It was a Thursday morning and secondary headteacher Patricia Alexander took a phone call just after 9am to say she was going to be inspected on Monday. “It’s just as well I was sitting down,” said the head of St Maurice’s High in North Lanarkshire.
Ultimately, however, she found that receiving just two working days’ notice ahead of an HMI visit, as opposed to the usual three weeks, was “a fantastic way to inspect”.
This was despite one of her pupils taking up the inspectors’ invitation to comment on the school by sending them a video of the school toilets “not looking at their best”.
Primary headteacher Catherine Cunningham also received just two days’ notice ahead of her school’s inspection, but she was equally enthusiastic about the experience she had. The inspectors saw her school as it was “on a daily basis”, said the head of Kirkton of Largo Primary in Fife.
Short-notice inspections could be introduced across Scotland next year, the inspectorate said last week. The change would mean that sometimes schools will receive just two days’ warning before inspectors call, as opposed to the current notice periods of two weeks for primary, and three weeks for secondary.
Short-notice inspections are just one of a number of models of school inspection that are being planned (see box, “Inspections under review”, right). And they are generally considered to be the most controversial, with some teachers arguing that they need the longer lead-in time to prepare. Others say that less notice means less stress.

» **Listing**:
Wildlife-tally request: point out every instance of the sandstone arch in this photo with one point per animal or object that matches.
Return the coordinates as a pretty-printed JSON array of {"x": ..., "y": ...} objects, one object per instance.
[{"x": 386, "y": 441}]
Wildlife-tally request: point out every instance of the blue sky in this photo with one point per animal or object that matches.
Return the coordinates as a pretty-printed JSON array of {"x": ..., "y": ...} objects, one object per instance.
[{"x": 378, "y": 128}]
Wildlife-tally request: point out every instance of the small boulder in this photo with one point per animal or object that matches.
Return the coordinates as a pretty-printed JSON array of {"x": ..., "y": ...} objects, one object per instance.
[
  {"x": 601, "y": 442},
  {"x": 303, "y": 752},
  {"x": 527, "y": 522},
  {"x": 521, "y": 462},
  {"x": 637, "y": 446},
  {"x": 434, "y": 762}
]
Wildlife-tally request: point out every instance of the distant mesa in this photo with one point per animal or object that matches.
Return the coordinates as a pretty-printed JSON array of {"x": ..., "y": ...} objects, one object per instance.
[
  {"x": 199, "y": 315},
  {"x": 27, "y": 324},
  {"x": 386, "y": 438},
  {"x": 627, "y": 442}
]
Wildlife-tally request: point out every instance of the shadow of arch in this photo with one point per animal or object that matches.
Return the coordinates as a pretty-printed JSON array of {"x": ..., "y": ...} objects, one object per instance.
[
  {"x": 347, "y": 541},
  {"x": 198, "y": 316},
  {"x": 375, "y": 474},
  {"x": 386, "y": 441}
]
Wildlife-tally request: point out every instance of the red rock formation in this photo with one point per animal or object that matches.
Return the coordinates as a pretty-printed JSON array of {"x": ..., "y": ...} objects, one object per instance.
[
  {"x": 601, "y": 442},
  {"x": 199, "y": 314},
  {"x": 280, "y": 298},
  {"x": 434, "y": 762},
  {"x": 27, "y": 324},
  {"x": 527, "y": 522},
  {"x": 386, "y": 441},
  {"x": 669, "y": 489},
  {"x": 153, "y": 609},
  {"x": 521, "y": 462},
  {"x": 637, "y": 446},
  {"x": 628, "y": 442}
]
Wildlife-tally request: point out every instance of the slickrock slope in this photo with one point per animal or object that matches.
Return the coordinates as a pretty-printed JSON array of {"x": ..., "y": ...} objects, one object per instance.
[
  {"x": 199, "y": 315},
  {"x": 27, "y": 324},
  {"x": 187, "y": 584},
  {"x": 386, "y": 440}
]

» **Brief**:
From the article on short-notice school inspections:
1. How much notice did Patricia Alexander receive before the HMI visit?
2. Which school is Catherine Cunningham head of?
3. What is the current notice period for inspections of primary schools?
The rows play no part here.

» **Solution**:
1. Two working days
2. Kirkton of Largo Primary in Fife
3. Two weeks